戦う人は基本的に美しいのよ。人間、遺伝子から戦士に美を感じるように出来ている。
理念として戦争が否定されている近代以降は、スポーツ選手に人気が集まるでしょう。
が、戦争はなくならないだろう。利害関係の解決は結局武力で決めるしかないんだろう。
アメリカが9.11以後にイラクへ攻め込むまでは、「世界は戦争を繰り返しながらも、
その規模は縮小し、数は減っていく」という希望をわたしは持っていた。
人類は少しずつ利口になっていけると。
だがあの安易なイラク侵攻を見て、それは無理なことなのだとわかった。
国連なんか何の歯止めにもならない。多数決は、世界平和は、利害に勝てない。
そして今は当時よりもさらに戦争が身近になっている。

•••••

* _課題の要件_
**A)** 本文抜粋のうち、「戦う人は基本的に美しいのよ。人間、遺伝子から戦士に美を感じるように出来ている。」を含む箇所から書き始め、「だがあの安易なイラク侵攻を見て、それは無理なことなのだとわかった。」で終わる部分を一字一句変えずに書き出してください。
**B)** 本文抜粋の内容を二文で要約してください。
**C)** 本文抜粋に出てくる国および国際機関の名前をすべて挙げてください。

•••••

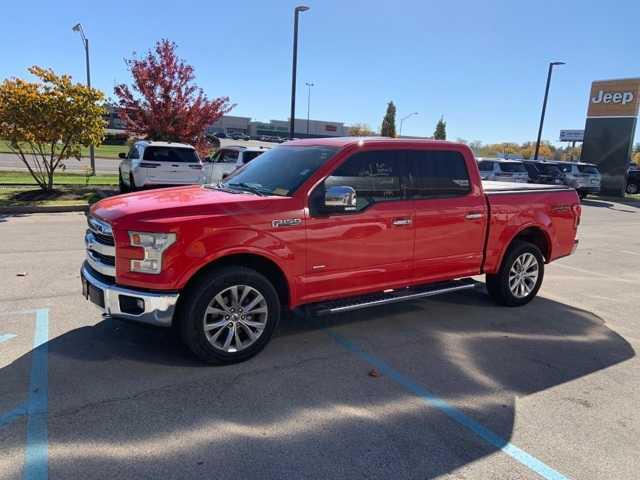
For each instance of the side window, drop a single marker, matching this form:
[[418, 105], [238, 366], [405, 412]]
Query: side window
[[133, 153], [375, 176], [435, 173], [227, 156]]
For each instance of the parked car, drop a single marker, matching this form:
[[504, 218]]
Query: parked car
[[543, 172], [500, 170], [150, 163], [633, 181], [322, 226], [584, 177], [228, 159]]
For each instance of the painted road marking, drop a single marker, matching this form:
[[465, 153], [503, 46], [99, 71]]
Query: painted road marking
[[6, 337], [452, 412], [36, 465]]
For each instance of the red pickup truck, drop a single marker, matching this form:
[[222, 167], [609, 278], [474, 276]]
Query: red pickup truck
[[325, 226]]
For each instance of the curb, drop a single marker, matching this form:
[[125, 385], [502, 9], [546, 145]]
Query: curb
[[44, 209]]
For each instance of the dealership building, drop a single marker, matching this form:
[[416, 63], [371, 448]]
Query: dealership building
[[229, 124]]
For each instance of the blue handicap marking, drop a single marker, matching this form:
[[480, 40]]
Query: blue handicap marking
[[6, 337], [36, 465]]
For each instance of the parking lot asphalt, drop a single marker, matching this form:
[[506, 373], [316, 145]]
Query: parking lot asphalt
[[463, 388], [10, 161]]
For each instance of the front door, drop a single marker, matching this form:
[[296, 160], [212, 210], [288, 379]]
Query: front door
[[450, 216], [366, 250]]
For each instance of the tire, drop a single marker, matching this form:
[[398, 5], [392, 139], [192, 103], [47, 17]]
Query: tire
[[498, 284], [210, 302], [132, 183], [122, 186]]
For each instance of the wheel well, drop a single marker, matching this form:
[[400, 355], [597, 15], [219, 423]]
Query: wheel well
[[260, 264], [537, 237]]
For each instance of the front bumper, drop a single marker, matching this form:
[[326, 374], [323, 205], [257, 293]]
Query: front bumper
[[137, 305]]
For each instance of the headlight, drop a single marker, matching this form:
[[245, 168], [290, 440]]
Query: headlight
[[154, 245]]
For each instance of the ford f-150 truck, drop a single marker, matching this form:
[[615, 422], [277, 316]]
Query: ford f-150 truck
[[320, 226]]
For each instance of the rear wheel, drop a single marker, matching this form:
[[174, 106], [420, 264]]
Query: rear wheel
[[520, 275], [229, 316]]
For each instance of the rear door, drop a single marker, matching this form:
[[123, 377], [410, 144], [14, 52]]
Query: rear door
[[450, 215], [172, 165], [370, 248]]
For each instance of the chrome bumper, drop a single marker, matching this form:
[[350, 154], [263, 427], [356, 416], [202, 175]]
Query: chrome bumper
[[158, 308]]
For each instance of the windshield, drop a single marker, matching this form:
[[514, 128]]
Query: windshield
[[279, 171], [512, 167], [590, 169]]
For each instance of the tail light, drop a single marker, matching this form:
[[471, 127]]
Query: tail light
[[577, 210]]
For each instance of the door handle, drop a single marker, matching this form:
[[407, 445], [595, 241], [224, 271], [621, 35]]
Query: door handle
[[398, 222]]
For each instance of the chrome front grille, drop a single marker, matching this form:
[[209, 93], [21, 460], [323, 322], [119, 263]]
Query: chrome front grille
[[101, 250]]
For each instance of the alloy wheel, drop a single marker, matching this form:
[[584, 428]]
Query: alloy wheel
[[523, 275], [235, 318]]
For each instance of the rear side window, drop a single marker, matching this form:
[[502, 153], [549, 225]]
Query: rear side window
[[434, 173], [170, 154], [589, 169], [513, 167], [375, 176], [485, 165]]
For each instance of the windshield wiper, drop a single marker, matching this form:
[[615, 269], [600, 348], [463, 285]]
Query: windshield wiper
[[247, 187]]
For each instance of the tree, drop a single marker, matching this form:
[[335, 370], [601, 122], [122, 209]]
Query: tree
[[360, 130], [388, 128], [48, 121], [164, 103], [441, 130]]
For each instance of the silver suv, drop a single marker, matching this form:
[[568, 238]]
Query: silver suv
[[584, 177]]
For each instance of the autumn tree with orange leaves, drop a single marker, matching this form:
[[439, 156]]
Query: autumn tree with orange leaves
[[164, 103]]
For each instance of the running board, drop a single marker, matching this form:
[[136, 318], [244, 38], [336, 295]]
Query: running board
[[395, 296]]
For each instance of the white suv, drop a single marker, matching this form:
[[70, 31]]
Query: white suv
[[228, 159], [159, 163], [500, 170]]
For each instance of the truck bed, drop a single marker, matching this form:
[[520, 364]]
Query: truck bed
[[491, 187]]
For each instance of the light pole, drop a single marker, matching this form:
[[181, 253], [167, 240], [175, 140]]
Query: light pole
[[544, 107], [402, 121], [85, 41], [309, 85], [296, 12]]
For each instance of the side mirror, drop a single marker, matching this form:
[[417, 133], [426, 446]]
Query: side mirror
[[340, 198]]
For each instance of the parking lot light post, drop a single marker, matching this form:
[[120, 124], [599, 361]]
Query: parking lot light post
[[402, 121], [309, 85], [85, 41], [296, 12], [544, 107]]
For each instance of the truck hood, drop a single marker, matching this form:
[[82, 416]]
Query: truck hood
[[167, 204]]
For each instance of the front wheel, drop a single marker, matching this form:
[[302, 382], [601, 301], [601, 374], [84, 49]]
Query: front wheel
[[520, 275], [229, 316]]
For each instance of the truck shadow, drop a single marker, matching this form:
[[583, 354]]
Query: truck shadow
[[305, 407]]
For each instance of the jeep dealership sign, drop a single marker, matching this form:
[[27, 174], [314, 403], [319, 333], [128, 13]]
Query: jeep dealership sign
[[610, 129]]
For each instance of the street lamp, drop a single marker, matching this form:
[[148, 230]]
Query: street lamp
[[296, 12], [85, 41], [544, 106], [402, 121], [309, 85]]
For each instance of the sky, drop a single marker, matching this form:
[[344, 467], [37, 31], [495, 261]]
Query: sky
[[482, 65]]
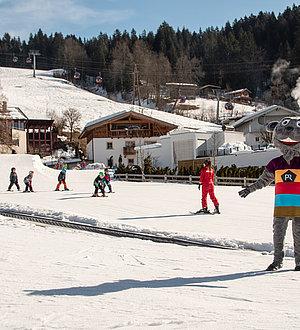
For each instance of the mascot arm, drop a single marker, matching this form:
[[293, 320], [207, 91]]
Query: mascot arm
[[264, 180]]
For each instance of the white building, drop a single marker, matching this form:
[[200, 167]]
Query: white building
[[129, 136], [253, 126]]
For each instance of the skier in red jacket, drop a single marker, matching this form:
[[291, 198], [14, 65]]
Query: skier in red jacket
[[207, 176]]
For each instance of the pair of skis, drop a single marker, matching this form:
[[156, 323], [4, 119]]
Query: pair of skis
[[204, 213]]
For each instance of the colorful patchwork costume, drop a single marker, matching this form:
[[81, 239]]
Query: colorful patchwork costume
[[285, 171]]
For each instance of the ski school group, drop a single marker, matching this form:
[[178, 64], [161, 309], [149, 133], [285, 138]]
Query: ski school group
[[284, 170], [102, 180]]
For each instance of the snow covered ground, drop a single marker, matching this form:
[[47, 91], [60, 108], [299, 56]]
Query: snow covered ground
[[56, 278], [62, 279], [207, 108], [40, 96], [149, 207]]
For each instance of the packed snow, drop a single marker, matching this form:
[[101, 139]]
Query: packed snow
[[41, 96], [57, 278], [207, 108], [63, 279], [160, 208]]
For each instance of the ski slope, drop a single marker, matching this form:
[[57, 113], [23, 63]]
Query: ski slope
[[57, 278], [40, 96], [208, 108], [162, 208], [62, 279]]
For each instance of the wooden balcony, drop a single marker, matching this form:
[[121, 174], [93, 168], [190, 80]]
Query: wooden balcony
[[131, 133], [129, 151]]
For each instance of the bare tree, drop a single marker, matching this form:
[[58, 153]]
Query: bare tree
[[73, 53], [188, 70], [266, 137], [59, 121], [5, 122], [72, 119]]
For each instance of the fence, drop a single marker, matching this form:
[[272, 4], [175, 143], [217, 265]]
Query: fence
[[182, 179]]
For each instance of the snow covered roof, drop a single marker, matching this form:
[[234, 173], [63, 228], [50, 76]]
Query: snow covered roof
[[181, 84], [262, 113], [39, 96], [238, 91], [16, 113], [169, 118]]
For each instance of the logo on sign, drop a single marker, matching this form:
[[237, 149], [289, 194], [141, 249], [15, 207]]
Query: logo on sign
[[288, 176]]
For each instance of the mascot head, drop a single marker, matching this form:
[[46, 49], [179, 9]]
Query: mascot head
[[286, 136]]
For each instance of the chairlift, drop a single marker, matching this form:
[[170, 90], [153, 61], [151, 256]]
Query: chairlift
[[77, 75], [229, 106], [99, 80]]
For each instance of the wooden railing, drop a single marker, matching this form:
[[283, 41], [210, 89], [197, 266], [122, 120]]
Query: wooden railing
[[183, 179], [128, 151]]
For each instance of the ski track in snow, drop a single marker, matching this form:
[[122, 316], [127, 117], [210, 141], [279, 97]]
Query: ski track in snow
[[157, 208], [63, 279]]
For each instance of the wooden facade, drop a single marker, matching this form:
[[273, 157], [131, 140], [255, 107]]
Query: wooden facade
[[5, 125], [127, 125], [242, 96], [40, 136]]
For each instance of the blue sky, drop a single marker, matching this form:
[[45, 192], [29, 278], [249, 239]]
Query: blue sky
[[87, 18]]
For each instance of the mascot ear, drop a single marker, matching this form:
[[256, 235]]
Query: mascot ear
[[271, 126]]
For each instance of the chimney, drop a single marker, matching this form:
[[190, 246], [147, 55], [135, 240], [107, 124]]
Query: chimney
[[4, 106]]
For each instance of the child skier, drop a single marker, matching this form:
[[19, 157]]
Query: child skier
[[99, 184], [62, 179], [207, 181], [28, 182], [107, 180], [13, 179]]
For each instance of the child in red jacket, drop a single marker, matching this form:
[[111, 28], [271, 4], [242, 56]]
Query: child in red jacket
[[206, 179]]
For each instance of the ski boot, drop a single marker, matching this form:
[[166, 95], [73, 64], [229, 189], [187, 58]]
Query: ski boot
[[274, 266], [217, 211], [204, 210]]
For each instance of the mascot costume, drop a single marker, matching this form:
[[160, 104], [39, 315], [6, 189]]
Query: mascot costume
[[285, 171]]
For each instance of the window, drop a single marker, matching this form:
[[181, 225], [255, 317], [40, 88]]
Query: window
[[130, 144]]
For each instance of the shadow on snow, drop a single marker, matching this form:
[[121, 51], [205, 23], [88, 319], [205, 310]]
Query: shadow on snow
[[122, 285]]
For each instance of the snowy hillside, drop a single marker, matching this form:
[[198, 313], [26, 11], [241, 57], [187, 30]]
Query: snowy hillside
[[207, 108], [57, 278], [44, 94]]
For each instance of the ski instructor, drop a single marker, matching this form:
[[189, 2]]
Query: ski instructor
[[207, 176]]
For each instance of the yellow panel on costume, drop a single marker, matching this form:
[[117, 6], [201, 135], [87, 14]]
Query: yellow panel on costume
[[288, 173]]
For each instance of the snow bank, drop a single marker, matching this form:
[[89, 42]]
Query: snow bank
[[201, 238]]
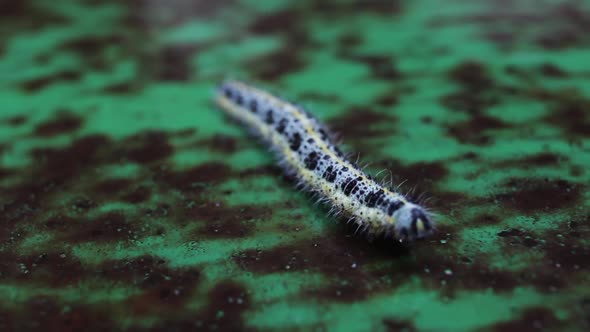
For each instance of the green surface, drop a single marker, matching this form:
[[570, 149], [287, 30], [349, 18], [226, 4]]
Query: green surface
[[128, 201]]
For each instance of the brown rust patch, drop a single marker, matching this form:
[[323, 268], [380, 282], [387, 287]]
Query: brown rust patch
[[515, 236], [359, 269], [285, 60], [45, 313], [137, 195], [539, 195], [396, 325], [573, 118], [164, 289], [15, 121], [219, 221], [35, 85], [63, 123], [107, 227], [225, 312], [173, 62], [275, 65], [423, 176], [194, 179], [360, 123], [49, 268], [476, 129], [530, 319], [146, 147], [220, 143]]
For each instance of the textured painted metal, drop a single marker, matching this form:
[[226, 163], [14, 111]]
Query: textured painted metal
[[128, 201]]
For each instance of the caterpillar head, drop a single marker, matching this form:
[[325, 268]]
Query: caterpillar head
[[413, 223]]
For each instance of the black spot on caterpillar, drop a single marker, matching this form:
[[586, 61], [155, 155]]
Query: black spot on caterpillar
[[306, 149]]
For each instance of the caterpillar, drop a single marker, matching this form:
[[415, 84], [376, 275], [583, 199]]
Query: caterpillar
[[307, 150]]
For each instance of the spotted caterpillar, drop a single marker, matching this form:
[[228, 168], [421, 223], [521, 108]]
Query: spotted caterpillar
[[306, 150]]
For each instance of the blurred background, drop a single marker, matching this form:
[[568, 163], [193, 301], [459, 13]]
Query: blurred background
[[128, 201]]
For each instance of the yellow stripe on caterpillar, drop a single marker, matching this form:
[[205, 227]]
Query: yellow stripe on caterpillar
[[307, 151]]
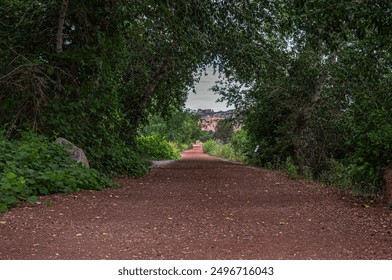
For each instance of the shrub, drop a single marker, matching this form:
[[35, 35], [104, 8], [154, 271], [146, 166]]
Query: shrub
[[209, 146], [34, 166], [156, 147]]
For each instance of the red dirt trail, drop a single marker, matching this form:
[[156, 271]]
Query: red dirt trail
[[200, 207]]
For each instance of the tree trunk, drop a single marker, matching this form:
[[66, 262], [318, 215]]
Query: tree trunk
[[142, 102], [60, 38], [60, 26]]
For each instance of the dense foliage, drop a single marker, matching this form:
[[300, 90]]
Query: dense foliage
[[319, 101], [34, 166], [156, 147], [311, 79]]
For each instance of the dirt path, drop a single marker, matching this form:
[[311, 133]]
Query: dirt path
[[200, 208]]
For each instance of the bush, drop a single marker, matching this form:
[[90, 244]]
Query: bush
[[209, 146], [33, 166], [155, 147]]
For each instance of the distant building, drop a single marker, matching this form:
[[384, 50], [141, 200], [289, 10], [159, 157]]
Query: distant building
[[208, 119]]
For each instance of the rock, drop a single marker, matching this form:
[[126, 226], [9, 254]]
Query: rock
[[74, 152], [388, 186]]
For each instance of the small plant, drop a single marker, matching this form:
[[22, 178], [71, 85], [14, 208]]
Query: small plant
[[209, 146], [156, 147], [33, 166]]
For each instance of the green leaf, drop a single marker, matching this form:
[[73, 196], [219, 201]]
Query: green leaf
[[3, 208], [11, 175], [9, 199], [43, 190], [32, 199]]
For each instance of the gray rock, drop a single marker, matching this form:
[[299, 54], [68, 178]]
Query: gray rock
[[75, 153]]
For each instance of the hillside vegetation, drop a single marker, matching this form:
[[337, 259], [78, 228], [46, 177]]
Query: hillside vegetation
[[311, 81]]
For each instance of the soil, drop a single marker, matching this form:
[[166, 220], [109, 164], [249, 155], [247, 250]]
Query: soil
[[200, 207]]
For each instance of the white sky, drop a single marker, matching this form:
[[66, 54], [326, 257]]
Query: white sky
[[204, 98]]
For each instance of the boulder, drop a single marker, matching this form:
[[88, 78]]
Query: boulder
[[75, 153]]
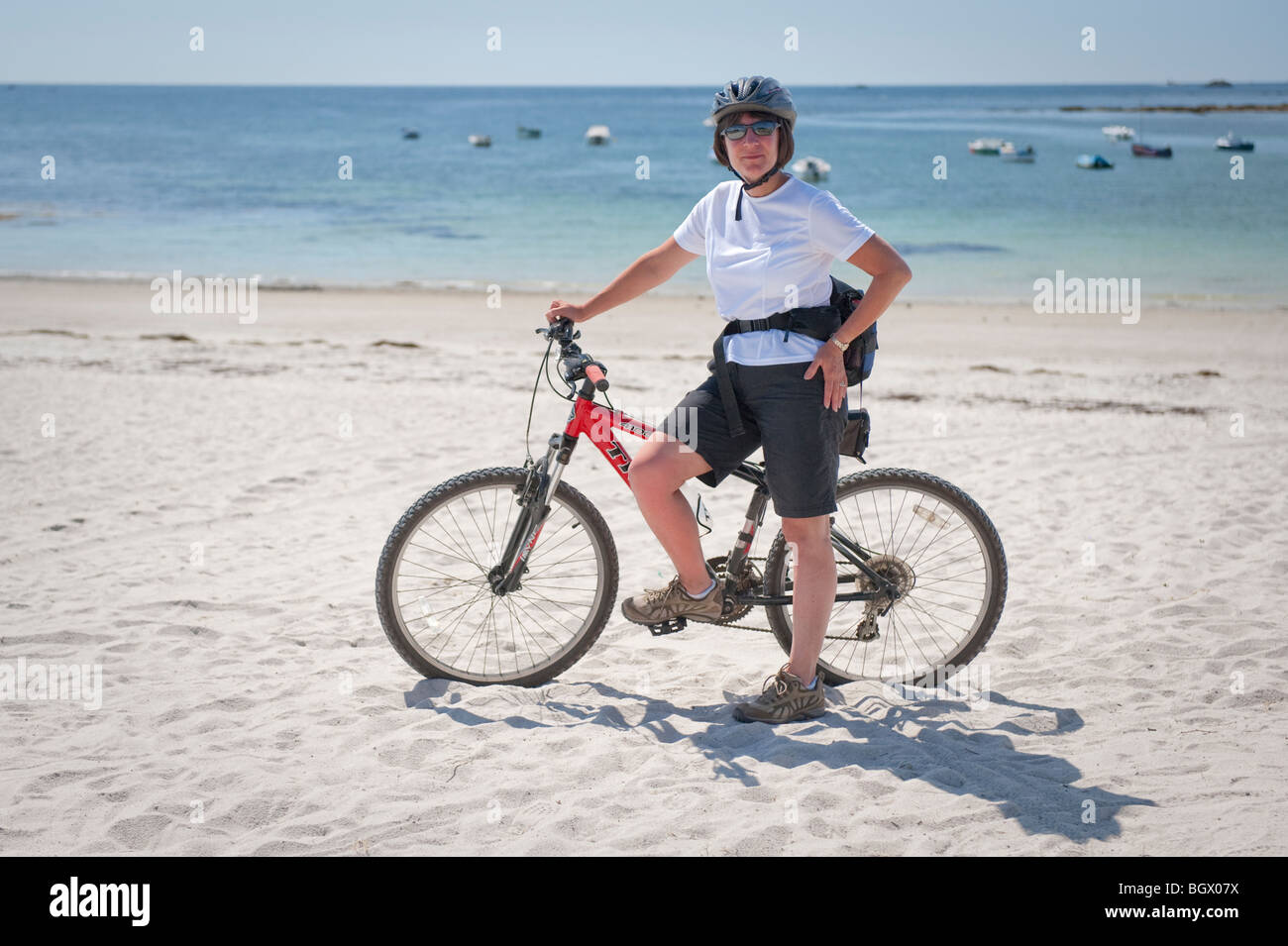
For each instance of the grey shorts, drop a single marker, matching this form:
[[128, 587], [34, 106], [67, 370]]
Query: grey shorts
[[782, 413]]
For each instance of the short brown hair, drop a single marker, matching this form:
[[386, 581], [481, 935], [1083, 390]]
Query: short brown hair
[[786, 143]]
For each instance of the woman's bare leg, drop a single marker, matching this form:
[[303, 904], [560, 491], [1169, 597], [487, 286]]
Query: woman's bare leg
[[812, 591], [657, 472]]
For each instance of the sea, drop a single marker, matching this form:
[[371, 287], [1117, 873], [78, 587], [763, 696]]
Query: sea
[[320, 185]]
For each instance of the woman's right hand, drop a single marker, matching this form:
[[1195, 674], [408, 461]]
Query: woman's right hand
[[561, 309]]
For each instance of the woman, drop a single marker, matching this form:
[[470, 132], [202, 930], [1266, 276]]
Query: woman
[[769, 246]]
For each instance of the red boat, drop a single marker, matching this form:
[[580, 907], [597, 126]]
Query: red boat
[[1149, 151]]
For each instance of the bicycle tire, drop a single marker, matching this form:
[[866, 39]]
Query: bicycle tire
[[480, 497], [846, 658]]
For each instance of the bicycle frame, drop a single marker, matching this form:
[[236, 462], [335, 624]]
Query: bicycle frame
[[596, 424]]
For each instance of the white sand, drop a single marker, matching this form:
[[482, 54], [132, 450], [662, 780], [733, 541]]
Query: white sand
[[252, 704]]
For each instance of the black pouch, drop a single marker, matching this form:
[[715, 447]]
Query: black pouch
[[854, 438], [862, 353]]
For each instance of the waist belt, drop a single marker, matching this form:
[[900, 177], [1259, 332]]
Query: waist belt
[[814, 321]]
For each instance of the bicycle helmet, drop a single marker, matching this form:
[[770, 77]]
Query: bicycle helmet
[[754, 94]]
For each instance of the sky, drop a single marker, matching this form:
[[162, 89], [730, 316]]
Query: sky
[[642, 42]]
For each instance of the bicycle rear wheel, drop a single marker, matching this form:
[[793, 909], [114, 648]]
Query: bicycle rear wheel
[[934, 542], [441, 611]]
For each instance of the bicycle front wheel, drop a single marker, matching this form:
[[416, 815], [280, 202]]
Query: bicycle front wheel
[[930, 540], [441, 611]]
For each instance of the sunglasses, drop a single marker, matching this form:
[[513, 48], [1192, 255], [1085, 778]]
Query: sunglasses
[[763, 129]]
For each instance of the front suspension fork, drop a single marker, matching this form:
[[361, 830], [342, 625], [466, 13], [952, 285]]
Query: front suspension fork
[[535, 503]]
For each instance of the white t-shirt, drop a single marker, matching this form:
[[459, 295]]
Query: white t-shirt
[[785, 240]]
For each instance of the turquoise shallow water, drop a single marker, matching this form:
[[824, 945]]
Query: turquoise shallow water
[[243, 180]]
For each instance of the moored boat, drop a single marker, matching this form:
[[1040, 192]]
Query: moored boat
[[1150, 151], [1232, 142], [1094, 162], [1022, 156], [811, 168]]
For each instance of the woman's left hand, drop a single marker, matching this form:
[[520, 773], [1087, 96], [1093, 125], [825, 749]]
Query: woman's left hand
[[832, 362]]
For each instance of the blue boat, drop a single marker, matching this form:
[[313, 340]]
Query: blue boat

•••••

* _解答例_
**A)**
戦う人は基本的に美しいのよ。人間、遺伝子から戦士に美を感じるように出来ている。
理念として戦争が否定されている近代以降は、スポーツ選手に人気が集まるでしょう。
が、戦争はなくならないだろう。利害関係の解決は結局武力で決めるしかないんだろう。
アメリカが9.11以後にイラクへ攻め込むまでは、「世界は戦争を繰り返しながらも、
その規模は縮小し、数は減っていく」という希望をわたしは持っていた。
人類は少しずつ利口になっていけると。
だがあの安易なイラク侵攻を見て、それは無理なことなのだとわかった。

**B)** 筆者は、戦う人は基本的に美しく、利害関係の解決は結局武力で決めるしかないため戦争はなくならないだろうと述べている。9.11以後のアメリカのイラク侵攻を見て、戦争の規模が縮小し数が減っていくという希望は無理だとわかり、今は当時よりもさらに戦争が身近になっているとしている。

**C)** アメリカ、イラク、国連